Tasks ->
a - Duplicate the passage of the youth baseball discussion from "I really thing" up to and including "Cal Ripken (1982)".
b - In the youth baseball discussion, what was the buy-in per player for the USSSA travel team?
c - Resume the youth baseball discussion after its final sentence and write the next part.

Document text ->
********

I think you have to consider all experiences.
There was a lot of change in baseball in my area about the time my son hit Junior Division (13-14) in Little League. Some thought LL wasn't competitive so they went to Legion, Pony, or Cal Ripkin and one group from our league formed a USSSA travel team. The "buy in" was $7,500 per player, and while my son was offered a slot, he declined. Worked well for them because that team won the USSSA World Series. But by the time they were done for the season, the travel/food/motels added another $2,500 to the cost.

Our LL did nothing, but a neighboring league went the other way, really stressing recreational play, not competitive play. I was shocked,a few parents actually MOVED over the off season to get out of that league.
I really thing all too often the KIDS get forgotten in this. Like I posted, I have seen too many parents push their kids so the kids are burned out before they hit high school. And I sat through many youth sports medical clinics put on by Kaiser Permanente here. Their issue is with growing bodies, and they advocate kids take at least 3 months a year off from any sport to avoid injury.
I have a baseball kid, too.
If you look at the history of youth/amateur baseball, the past century has seen many "new leagues" started, all wanting to "better" the experience in one way or another.
American Legion (1926)
Little League (1939)
Babe Ruth (1951)
Cal Ripken (1982)
AAU (1983)
They can't all be wrong, can they?
And people have always complained.
From a
1957 Sports Illustrated article:
“The two basic arguments which strike at the roots of Little League pop up year after year: it puts too much competitive pressure on the children; it brings out the monster in too many parents and adult leaders.”
Like with anything else, there are good teams, and there are bad teams; good experiences and bad experiences; good people running things and not-so-good people running things. Not all teams in every league are alike, and that includes all leagues, even the ones popular today. That's why every family has to do what's best for them and their player.
I know you live in CA. I live in MA. Baseball is different in warmer/drier climates than it is in colder/wetter ones. Here in the Northeast it is not possible to play baseball year round, so experiences may be different, even though it's the same sport. Where I live, a lot of local community-based baseball programs dried up. Literally. Fields weren't maintained properly for a long time, and what little money was available was filtered towards other sports. So programs for development were almost non-existent, even though there were still some well-meaning people around trying to hold things together. But even for them, after a while, it got disheartening. (DS had one very good coach who had put in so much of his own money, he finally threw his hands up in disgust and never coached again.)

********

Data section ->
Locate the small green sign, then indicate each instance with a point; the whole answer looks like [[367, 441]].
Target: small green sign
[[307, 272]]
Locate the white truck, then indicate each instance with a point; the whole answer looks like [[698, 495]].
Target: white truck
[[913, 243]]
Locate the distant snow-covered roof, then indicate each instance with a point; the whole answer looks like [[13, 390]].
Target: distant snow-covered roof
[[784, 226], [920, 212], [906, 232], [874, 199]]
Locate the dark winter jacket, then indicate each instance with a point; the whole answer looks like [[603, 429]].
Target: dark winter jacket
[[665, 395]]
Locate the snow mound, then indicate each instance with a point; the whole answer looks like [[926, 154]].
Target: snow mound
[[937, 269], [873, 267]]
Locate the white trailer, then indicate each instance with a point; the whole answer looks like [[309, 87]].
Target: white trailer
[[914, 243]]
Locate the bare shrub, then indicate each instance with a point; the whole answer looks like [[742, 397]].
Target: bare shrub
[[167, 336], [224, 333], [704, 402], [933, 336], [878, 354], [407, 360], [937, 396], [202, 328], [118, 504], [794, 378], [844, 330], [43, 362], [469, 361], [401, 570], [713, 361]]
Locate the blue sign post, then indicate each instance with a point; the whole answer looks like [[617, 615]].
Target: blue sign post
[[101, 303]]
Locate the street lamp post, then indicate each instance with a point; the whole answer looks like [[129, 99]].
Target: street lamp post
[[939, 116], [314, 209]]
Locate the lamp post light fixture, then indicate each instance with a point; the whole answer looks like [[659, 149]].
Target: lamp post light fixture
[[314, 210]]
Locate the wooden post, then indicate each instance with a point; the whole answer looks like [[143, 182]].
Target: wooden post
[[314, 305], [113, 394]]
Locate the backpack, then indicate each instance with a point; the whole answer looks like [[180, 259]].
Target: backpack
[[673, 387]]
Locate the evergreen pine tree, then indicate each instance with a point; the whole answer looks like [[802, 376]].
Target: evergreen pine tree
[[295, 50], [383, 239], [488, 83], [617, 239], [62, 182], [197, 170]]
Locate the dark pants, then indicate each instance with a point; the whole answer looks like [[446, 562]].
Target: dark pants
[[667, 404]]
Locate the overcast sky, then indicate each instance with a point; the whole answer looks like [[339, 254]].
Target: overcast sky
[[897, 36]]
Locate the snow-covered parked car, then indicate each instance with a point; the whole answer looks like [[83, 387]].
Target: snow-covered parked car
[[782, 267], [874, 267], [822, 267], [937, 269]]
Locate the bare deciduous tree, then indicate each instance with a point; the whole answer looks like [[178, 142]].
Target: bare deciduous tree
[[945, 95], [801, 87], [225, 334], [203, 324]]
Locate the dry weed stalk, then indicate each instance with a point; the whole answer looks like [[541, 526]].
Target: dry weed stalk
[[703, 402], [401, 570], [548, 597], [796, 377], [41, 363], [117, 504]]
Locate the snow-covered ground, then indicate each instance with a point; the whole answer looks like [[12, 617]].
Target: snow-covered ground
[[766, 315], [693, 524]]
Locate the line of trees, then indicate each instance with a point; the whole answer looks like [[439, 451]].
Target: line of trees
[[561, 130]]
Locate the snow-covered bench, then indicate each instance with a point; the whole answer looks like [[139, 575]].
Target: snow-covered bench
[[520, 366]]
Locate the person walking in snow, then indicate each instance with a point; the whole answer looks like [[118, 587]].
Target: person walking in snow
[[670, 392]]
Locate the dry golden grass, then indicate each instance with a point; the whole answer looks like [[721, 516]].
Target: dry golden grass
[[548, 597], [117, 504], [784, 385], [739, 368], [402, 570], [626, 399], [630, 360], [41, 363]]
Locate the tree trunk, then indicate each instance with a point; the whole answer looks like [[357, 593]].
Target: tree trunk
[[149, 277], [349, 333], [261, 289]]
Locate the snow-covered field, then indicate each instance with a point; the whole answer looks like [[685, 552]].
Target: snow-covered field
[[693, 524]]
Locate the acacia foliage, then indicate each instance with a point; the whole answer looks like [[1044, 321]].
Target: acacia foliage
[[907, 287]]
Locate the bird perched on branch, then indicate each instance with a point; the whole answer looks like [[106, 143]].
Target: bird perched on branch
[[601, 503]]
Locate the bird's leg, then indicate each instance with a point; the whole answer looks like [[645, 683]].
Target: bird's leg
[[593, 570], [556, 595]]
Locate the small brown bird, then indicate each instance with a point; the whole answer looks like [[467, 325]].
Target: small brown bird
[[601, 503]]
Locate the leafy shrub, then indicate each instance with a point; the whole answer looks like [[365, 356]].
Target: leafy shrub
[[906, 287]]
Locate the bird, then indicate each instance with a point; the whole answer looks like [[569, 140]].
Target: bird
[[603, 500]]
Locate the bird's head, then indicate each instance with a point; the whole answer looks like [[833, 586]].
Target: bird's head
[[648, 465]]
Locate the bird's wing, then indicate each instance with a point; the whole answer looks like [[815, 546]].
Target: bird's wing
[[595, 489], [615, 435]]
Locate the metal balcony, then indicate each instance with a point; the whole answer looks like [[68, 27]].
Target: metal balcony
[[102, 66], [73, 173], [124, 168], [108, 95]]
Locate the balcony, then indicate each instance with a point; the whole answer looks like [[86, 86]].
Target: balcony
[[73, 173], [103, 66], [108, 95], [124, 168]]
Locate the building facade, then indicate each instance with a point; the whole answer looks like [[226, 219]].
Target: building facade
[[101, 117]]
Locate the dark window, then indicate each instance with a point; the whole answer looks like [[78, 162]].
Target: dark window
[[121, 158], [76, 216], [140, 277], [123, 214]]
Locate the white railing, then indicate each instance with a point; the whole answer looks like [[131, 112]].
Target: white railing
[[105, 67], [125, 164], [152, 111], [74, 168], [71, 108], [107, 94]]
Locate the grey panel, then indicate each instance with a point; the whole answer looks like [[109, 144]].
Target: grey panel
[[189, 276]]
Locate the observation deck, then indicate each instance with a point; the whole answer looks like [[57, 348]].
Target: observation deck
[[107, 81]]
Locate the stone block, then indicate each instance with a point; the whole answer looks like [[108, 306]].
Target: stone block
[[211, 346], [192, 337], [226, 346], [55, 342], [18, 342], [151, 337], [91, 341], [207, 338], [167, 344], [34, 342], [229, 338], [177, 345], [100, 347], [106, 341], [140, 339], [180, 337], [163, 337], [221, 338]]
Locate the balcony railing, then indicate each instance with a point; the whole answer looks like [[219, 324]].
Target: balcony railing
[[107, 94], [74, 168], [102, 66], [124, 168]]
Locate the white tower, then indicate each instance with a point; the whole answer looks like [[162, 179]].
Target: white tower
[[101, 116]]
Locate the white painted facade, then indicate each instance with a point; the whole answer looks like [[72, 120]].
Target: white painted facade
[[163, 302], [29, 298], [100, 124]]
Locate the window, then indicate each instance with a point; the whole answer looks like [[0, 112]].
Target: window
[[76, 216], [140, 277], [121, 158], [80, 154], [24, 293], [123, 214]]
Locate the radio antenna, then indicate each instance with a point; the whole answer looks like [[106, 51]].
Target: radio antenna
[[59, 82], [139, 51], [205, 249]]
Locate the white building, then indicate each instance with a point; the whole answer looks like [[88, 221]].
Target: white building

********

List of answers ->
a -
I really thing all too often the KIDS get forgotten in this. Like I posted, I have seen too many parents push their kids so the kids are burned out before they hit high school. And I sat through many youth sports medical clinics put on by Kaiser Permanente here. Their issue is with growing bodies, and they advocate kids take at least 3 months a year off from any sport to avoid injury.
I have a baseball kid, too.
If you look at the history of youth/amateur baseball, the past century has seen many "new leagues" started, all wanting to "better" the experience in one way or another.
American Legion (1926)
Little League (1939)
Babe Ruth (1951)
Cal Ripken (1982)

b - $7,500 per player.

c -
So when you have a kid who loves baseball, shows natural talent, and really wants to play, options for development may be slim. Enter the private leagues. So many people felt the same way, they banded together to start their own teams and join better leagues. Instead of uniforms held together with safety pins, there were new uniforms. Instead of playing on old, decrepid fields, fields were rented from places who had invested in good ones. There was also a big focus on development - in some ways, more than on games themselves. So sure, it doesn't cost much to play rec ball, but what do you get for that cost? As opposed to private teams, where, yes, you pay a fee, but what you get in return is a lot, including lots of development as well as games on safe fields. So people became very much invested in these teams, and it was nice, for a change.
I think when we hear and read stories of "travel teams", people have visions of "crazy sports parents" and kids being dragged around game to game with blank stares and little investment themselves in playing. That was not our experience at all. DS was there by choice. Every year we asked him if he still wanted to play, and every year he would look at us as if we were crazy for even asking. He wanted to play! And believe me, we never paid anything even remotely close to the figures you mention; not even a fraction, really. We did travel and stay in hotels and such, but for us, it was a lot of fun as a family. We visited a lot of great places in our baseball travels: Niagara Falls, Cooperstown, Gettysburg, Hershey Park, Philadelphia, the Jersey Shore, Long Island NY, to name a few, all places we likely would not have visited otherwise; plus all of New England. Now that those days are behind us, I really cherish the time we had on those trips. We also hear that people hop from team to team trying to find whatever it is they're trying to find. My DS was on just one team (from 11U-18U). It was like a family, and the relationships he made will no doubt be for life. I honestly don't think he'd be playing in college today if he hadn't joined a private league. In fact, I know a lot of kids playing in college and just about all of them played on travel teams. So that's why I say, things have changed since your kids were involved. Heck, things have changed even since my kid was involved - I see the trend for younger and younger now. (And I'll save my thoughts on that for a different post, since this is getting lengthy.